Exercise objective: In your answer, set down the records below exactly as they stand, omitting pictures.

[Opening Dataset content section]

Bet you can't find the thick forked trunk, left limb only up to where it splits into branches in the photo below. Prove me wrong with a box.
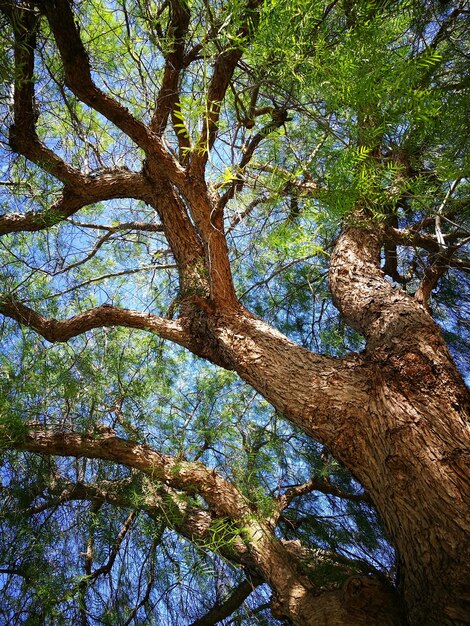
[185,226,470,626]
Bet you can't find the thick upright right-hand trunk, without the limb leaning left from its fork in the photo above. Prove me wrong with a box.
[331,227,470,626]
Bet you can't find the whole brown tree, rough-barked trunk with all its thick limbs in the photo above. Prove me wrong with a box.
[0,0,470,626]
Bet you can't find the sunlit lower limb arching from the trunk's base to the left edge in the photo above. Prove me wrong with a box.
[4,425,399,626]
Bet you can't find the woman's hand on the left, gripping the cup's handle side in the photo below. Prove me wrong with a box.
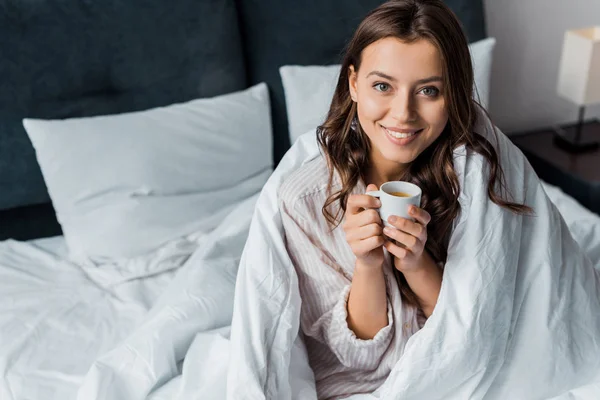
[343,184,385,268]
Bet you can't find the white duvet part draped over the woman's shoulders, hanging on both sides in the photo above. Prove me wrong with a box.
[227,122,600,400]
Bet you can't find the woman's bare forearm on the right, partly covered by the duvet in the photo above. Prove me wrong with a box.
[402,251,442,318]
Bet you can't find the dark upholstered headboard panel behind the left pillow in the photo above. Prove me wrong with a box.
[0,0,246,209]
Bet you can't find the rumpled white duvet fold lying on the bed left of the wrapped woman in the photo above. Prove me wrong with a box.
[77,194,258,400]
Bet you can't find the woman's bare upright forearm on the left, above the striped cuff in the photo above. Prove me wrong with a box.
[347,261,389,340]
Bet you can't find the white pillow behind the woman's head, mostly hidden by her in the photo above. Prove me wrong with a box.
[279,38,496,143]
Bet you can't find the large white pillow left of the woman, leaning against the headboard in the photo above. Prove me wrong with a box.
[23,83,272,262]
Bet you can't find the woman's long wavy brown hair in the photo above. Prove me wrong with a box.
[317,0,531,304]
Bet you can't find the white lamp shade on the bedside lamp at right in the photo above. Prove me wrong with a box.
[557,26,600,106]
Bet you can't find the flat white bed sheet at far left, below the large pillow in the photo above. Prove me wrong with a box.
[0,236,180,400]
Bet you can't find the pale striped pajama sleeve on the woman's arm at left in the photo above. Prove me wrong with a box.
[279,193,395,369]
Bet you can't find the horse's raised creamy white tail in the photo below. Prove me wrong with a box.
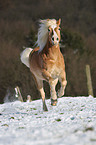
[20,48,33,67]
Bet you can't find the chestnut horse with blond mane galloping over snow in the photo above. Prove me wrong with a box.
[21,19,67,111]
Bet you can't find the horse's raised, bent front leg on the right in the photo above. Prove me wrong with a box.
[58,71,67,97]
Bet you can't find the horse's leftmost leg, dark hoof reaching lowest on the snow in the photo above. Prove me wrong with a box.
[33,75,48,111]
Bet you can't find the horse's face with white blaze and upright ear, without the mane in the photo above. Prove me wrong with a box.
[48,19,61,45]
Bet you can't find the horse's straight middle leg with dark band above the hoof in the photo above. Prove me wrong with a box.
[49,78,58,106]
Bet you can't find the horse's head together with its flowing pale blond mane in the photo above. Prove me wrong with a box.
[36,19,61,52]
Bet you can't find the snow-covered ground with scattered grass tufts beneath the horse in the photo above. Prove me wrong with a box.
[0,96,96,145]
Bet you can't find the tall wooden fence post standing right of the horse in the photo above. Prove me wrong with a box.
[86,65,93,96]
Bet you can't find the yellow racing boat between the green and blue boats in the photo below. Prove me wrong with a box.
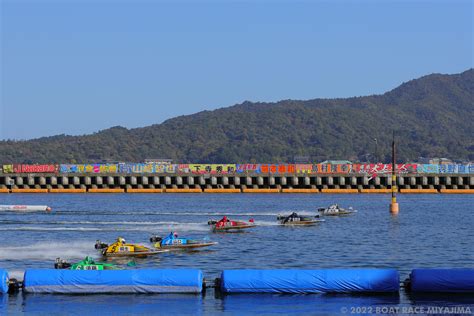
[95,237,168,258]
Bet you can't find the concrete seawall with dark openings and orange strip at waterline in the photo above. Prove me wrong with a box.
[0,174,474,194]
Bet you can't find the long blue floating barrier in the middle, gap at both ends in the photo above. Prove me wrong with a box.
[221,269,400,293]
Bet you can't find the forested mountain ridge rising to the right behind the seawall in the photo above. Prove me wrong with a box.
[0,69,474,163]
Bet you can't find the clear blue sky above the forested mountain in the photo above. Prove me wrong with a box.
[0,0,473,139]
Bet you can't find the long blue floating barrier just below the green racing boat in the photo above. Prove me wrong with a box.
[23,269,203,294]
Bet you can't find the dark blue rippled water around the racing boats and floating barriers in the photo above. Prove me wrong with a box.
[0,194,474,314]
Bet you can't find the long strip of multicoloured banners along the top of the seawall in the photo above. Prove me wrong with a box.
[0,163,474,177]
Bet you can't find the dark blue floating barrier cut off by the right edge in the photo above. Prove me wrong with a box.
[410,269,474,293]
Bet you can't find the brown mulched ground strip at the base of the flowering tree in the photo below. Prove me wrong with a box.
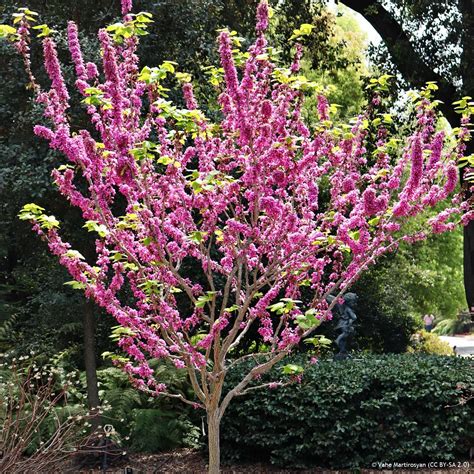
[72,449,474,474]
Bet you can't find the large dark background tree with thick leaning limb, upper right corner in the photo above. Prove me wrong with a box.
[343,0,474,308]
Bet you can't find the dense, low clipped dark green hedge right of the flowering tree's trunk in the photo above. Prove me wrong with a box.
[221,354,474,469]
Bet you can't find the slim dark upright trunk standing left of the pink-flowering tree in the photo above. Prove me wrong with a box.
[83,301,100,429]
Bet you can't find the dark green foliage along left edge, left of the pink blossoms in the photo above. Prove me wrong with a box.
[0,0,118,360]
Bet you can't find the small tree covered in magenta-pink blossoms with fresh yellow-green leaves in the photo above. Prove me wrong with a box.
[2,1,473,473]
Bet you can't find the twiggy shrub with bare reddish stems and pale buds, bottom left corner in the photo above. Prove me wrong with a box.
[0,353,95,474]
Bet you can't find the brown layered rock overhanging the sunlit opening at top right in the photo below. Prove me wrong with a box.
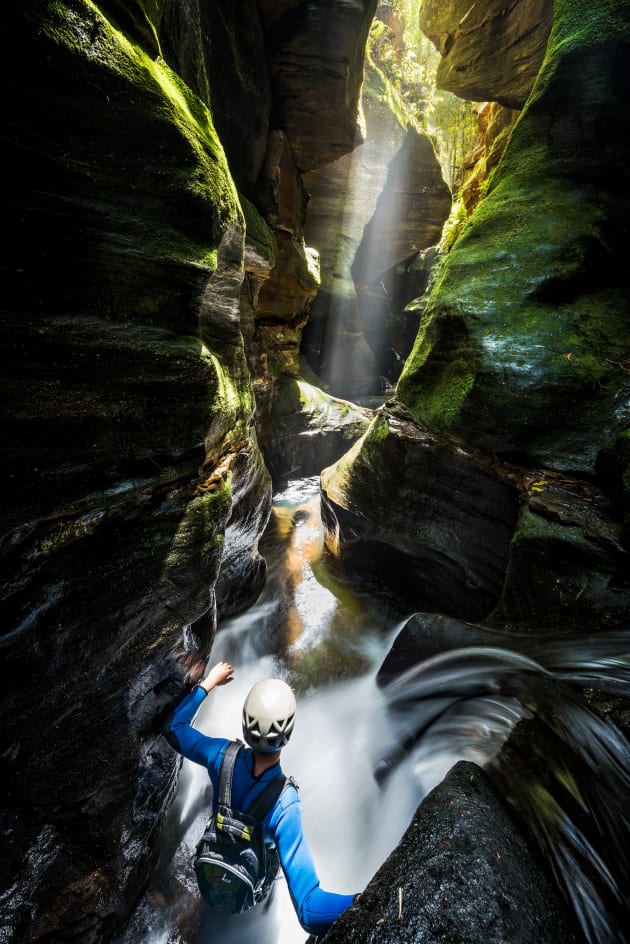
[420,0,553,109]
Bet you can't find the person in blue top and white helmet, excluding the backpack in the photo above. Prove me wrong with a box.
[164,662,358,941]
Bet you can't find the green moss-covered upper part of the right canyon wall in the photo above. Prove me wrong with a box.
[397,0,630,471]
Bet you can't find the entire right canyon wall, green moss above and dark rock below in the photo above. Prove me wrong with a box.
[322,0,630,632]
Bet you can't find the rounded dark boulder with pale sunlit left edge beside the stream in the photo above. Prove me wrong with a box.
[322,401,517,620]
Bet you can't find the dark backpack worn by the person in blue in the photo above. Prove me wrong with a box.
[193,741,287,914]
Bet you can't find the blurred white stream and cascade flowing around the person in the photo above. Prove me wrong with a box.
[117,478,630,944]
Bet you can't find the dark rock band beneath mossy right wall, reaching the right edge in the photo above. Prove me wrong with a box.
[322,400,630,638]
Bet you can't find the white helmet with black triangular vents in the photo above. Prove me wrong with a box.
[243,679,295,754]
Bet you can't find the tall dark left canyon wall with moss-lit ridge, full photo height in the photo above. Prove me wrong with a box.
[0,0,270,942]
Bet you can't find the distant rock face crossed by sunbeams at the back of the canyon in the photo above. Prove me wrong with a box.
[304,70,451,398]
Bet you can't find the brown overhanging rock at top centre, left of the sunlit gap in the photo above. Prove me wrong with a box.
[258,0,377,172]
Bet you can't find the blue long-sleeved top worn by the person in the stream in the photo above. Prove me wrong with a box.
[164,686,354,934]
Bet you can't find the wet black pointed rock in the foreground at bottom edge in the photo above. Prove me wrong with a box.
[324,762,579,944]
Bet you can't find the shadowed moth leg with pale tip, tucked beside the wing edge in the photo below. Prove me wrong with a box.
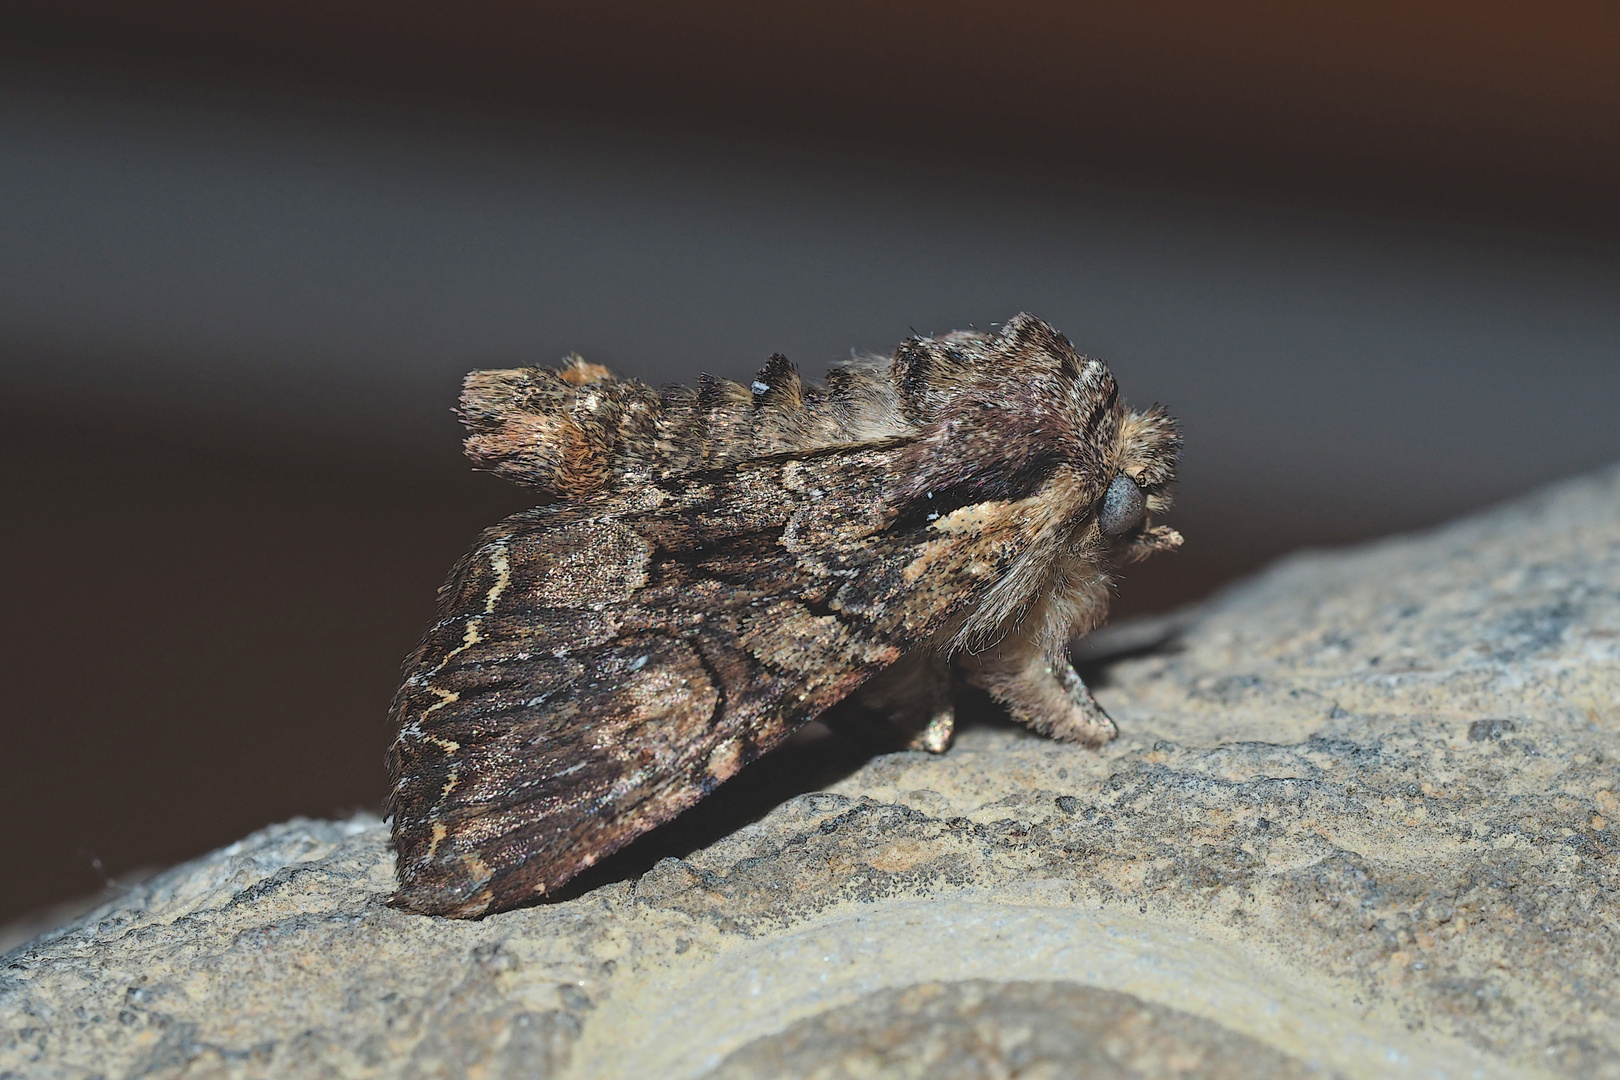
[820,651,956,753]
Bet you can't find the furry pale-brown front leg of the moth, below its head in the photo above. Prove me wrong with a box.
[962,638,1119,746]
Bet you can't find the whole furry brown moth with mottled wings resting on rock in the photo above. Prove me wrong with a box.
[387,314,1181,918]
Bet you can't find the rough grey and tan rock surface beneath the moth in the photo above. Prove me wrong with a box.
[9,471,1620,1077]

[Closing Dataset content section]

Completed task:
Bet you can't find the thick forked trunk, left limb only up to where it splits into branches in the photo below. Prove me wrong with a box.
[185,226,470,626]
Bet you can't find the thick upright right-hand trunk, without the limb leaning left from its fork in the photo above. Prove me wrong with a box.
[331,227,470,626]
Bet you can't find the whole brown tree, rough-barked trunk with all its thick limbs in the photo above. Prove me wrong with a box.
[0,0,470,626]
Bet you can't find the sunlit lower limb arching from the trunk's base to the left edge in the photo above. Prove me wrong with a box.
[4,425,399,626]
Bet you can't find the woman's hand on the left, gripping the cup's handle side in the photo below. Prove me wrong with a box.
[343,184,385,268]
Bet you can't find the white duvet part draped over the woman's shoulders, hanging on both sides in the photo above. Prove me wrong with a box.
[227,122,600,400]
Bet you can't find the woman's bare forearm on the right, partly covered by the duvet in the photo above. Prove me wrong with a box.
[402,251,442,318]
Bet you can't find the dark upholstered headboard panel behind the left pillow in the photo above. Prove me wrong with a box.
[0,0,246,209]
Bet you can't find the rumpled white duvet fold lying on the bed left of the wrapped woman in the photo above. Prove me wrong with a box.
[77,194,258,400]
Bet you can't find the woman's bare upright forearm on the left, above the striped cuff in the photo above. Prove me wrong with a box.
[347,261,389,340]
Bet you can't find the white pillow behind the woman's head, mostly hidden by her in the photo above. Prove me wrong with a box.
[279,38,496,143]
Bet you can't find the large white pillow left of the woman, leaning against the headboard in the photo above. Prove me wrong with a box.
[23,83,272,262]
Bet you can't find the woman's long wavy brown hair in the photo above. Prove me wrong with a box.
[317,0,531,304]
Bet you can't find the white lamp shade on the bedside lamp at right in the photo above. Prove me wrong with a box.
[557,26,600,106]
Bet you can't find the flat white bed sheet at far left, below the large pillow in the photo above. Prove me wrong with a box.
[0,236,180,400]
Bet you can't find the pale striped pajama sleeve on the woman's arm at left in the photo above. Prove me wrong with a box.
[279,193,395,369]
Bet you can't find the horse's raised creamy white tail in the photo below. Prove me wrong with a box.
[20,48,33,67]
Bet you can't find the chestnut horse with blond mane galloping over snow in the photo above. Prove me wrong with a box.
[21,19,67,111]
Bet you can't find the horse's raised, bent front leg on the right in the photo above. Prove me wrong with a box.
[58,71,67,97]
Bet you can't find the horse's leftmost leg, dark hoof reaching lowest on the snow in the photo above. Prove me wrong with a box.
[33,75,48,111]
Bet you can't find the horse's face with white blaze and upright ear, without the mane in the photo above. Prove me wrong with a box.
[48,19,61,45]
Bet you can't find the horse's straight middle leg with dark band above the hoof in the photo above. Prove me wrong with a box.
[49,78,58,106]
Bet you can't find the horse's head together with its flowing pale blond mane in the photo above. Prove me wrong with a box.
[36,19,61,52]
Bet you can't find the snow-covered ground with scattered grass tufts beneath the horse in the photo above. Prove me wrong with a box.
[0,96,96,145]
Bet you can't find the tall wooden fence post standing right of the horse in the photo above. Prove me wrong with a box.
[86,65,93,96]
Bet you can't find the yellow racing boat between the green and blue boats in the photo below. Prove me wrong with a box.
[95,237,168,258]
Bet you can't find the concrete seawall with dark openings and orange strip at waterline in the photo above. Prove me wrong with a box.
[0,174,474,194]
Bet you can't find the long blue floating barrier in the middle, gap at both ends in the photo above. Prove me wrong with a box.
[221,269,400,293]
Bet you can't find the forested mountain ridge rising to the right behind the seawall in the photo above. Prove me wrong with a box.
[0,69,474,163]
Bet you can't find the clear blue sky above the forested mountain in the photo above. Prove me wrong with a box.
[0,0,473,139]
Bet you can't find the long blue floating barrier just below the green racing boat in the photo above. Prove me wrong with a box.
[23,269,203,294]
Bet you can't find the dark blue rippled water around the racing boats and floating barriers in the photo above. Prove me wrong with a box.
[0,194,474,314]
Bet you can't find the long strip of multicoloured banners along the top of the seawall in the photo above. Prove me wrong with a box.
[0,163,474,177]
Bet you can't find the dark blue floating barrier cut off by the right edge in the photo above. Prove me wrong with a box.
[410,269,474,293]
Bet you can't find the brown mulched ground strip at the base of the flowering tree in the photo below. Prove me wrong with a box.
[72,449,474,474]
Bet you can't find the large dark background tree with thick leaning limb, upper right corner in the photo above. Prove me wrong with a box.
[343,0,474,308]
Bet you can't find the dense, low clipped dark green hedge right of the flowering tree's trunk in the photo above. Prove me wrong with a box.
[221,354,474,469]
Bet you can't find the slim dark upright trunk standing left of the pink-flowering tree in the photo above. Prove me wrong with a box.
[83,301,100,429]
Bet you can't find the dark green foliage along left edge, left of the pink blossoms in the photo above. Prove me wrong with a box.
[0,0,118,360]
Bet you can't find the small tree covered in magenta-pink blossoms with fresh yellow-green leaves in the photo above. Prove me wrong with a box.
[2,1,473,473]
Bet you can't find the twiggy shrub with bare reddish stems and pale buds, bottom left corner in the photo above. Prove me wrong with a box.
[0,353,95,474]
Bet you can't find the brown layered rock overhanging the sunlit opening at top right in the photo below. Prove me wrong with a box.
[420,0,553,109]
Bet you can't find the person in blue top and white helmet, excluding the backpack in the photo above. Prove me wrong with a box.
[164,662,358,941]
Bet you can't find the green moss-covered upper part of the right canyon wall in the photo above. Prove me wrong with a box.
[397,0,630,471]
Bet you can't find the entire right canyon wall, green moss above and dark rock below in the photo above. Prove me wrong with a box.
[322,0,630,632]
Bet you can't find the rounded dark boulder with pale sunlit left edge beside the stream in the photo above. Prove me wrong with a box.
[322,401,517,620]
Bet you can't find the dark backpack worn by the person in blue in the photo above. Prove me wrong with a box.
[193,741,287,914]
Bet you can't find the blurred white stream and cascade flowing around the person in the photo above. Prove me wrong with a box.
[117,478,630,944]
Bet you can't find the dark rock band beneath mossy right wall, reaching the right edge in the photo above. Prove me wrong with a box.
[322,400,630,638]
Bet you can't find the white helmet with black triangular vents in the photo above. Prove me wrong with a box.
[243,679,295,754]
Bet you can't find the tall dark left canyon wall with moss-lit ridge, full photo height in the photo above. Prove me wrong with a box.
[0,0,270,942]
Bet you can't find the distant rock face crossed by sunbeams at the back of the canyon in the photo above. Prove me wrong with a box.
[304,70,451,398]
Bet you can't find the brown overhanging rock at top centre, left of the sunlit gap in the photo above. Prove me wrong with a box.
[258,0,377,172]
Bet you can't find the blue long-sleeved top worn by the person in the stream in the photo above. Prove me wrong with a box.
[164,686,354,934]
Bet you can't find the wet black pointed rock in the foreground at bottom edge in the photo above. Prove me wrong with a box.
[324,762,579,944]
Bet you can't find the shadowed moth leg with pale tip, tucked beside the wing edge in the photo below. Prove me wrong with a box.
[820,651,956,753]
Bet you can't find the furry pale-brown front leg of the moth, below its head in the photo above. Prove me wrong with a box.
[962,638,1119,746]
Bet you can't find the whole furry brown moth with mottled wings resting on rock in the photo above. Prove me wrong with a box.
[387,314,1181,918]
Bet you can't find the rough grey and tan rock surface beneath the moth in the photo above. Prove me wrong with a box.
[9,471,1620,1077]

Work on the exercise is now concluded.